- _PROBLEM TO SOLVE_: Rewrite the part of the data below that opens with the line containing "Point out every instance of the bare" and closes with the line containing "x=520, y=67", both lines included, as a numbered list without blank lines. Leave the pictures out of the answer.

- _DATA EXTRACT_:
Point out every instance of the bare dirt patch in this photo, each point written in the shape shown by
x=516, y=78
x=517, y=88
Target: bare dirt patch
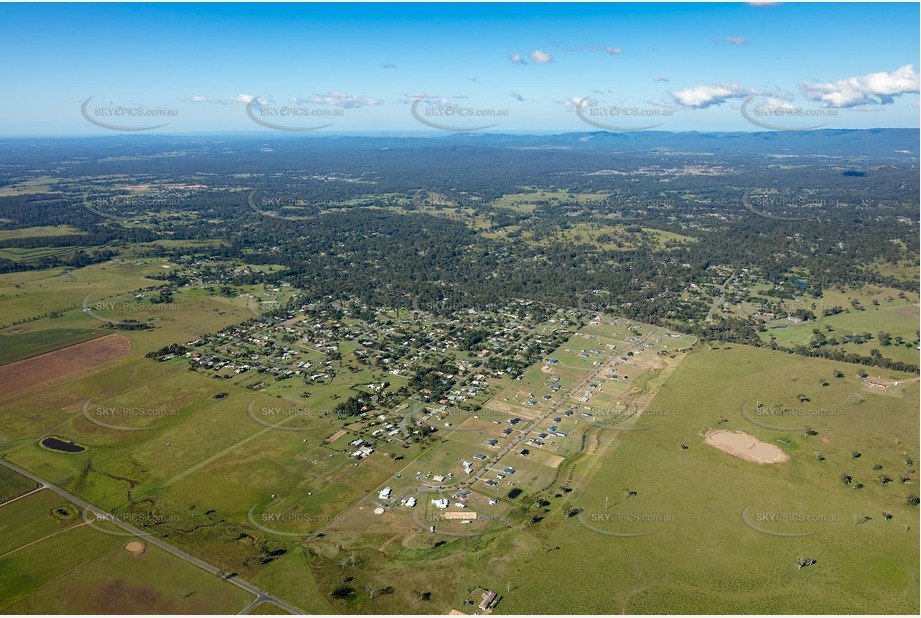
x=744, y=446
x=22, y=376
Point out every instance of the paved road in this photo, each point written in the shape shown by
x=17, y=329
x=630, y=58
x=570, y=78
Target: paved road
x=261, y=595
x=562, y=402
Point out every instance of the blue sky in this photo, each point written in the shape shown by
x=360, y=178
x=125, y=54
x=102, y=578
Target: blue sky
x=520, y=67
--
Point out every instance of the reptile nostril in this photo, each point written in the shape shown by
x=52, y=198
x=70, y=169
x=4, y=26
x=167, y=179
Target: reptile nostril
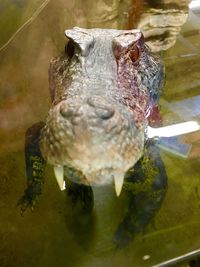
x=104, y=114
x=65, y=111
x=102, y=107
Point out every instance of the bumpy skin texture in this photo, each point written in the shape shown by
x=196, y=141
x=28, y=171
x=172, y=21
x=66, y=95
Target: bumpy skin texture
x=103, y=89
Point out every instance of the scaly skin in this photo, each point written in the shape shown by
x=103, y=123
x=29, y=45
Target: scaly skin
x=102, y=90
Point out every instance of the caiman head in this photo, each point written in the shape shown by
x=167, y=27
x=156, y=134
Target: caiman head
* * *
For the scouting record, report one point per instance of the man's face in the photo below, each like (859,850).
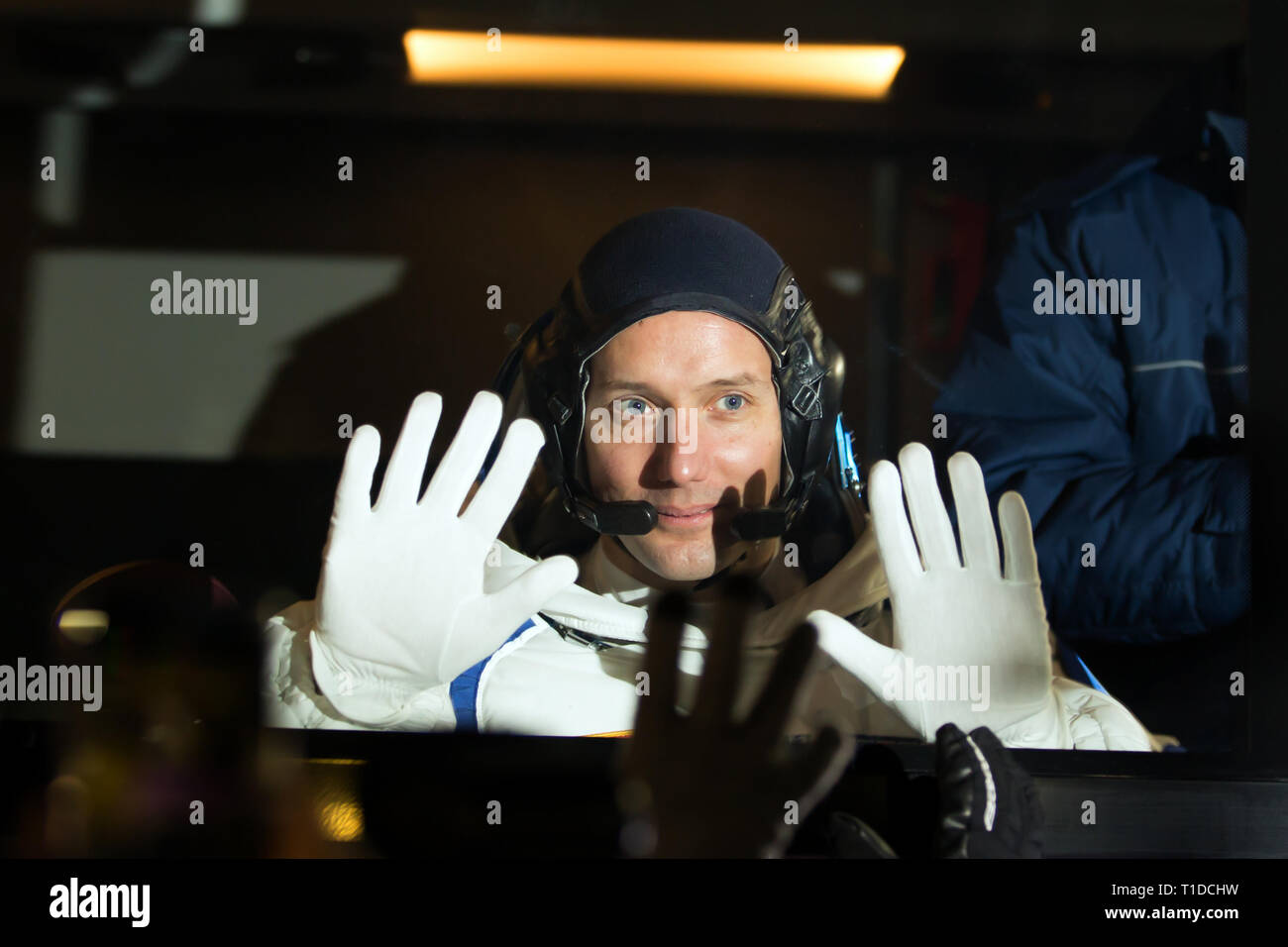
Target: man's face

- _TASK ANSWER_:
1. Point out every instance of the bare dirt patch in this photo, each point written in the shape shown by
2. x=516, y=78
3. x=517, y=88
4. Target: bare dirt patch
5. x=744, y=446
6. x=22, y=376
7. Point out every instance of the paved road in this photo, each point written in the shape shown by
8. x=17, y=329
9. x=630, y=58
10. x=570, y=78
11. Target: paved road
12. x=261, y=595
13. x=562, y=402
14. Point out every instance of the blue sky in this photo, each point written in the shape shown by
15. x=360, y=178
16. x=125, y=54
17. x=102, y=578
18. Target: blue sky
19. x=520, y=67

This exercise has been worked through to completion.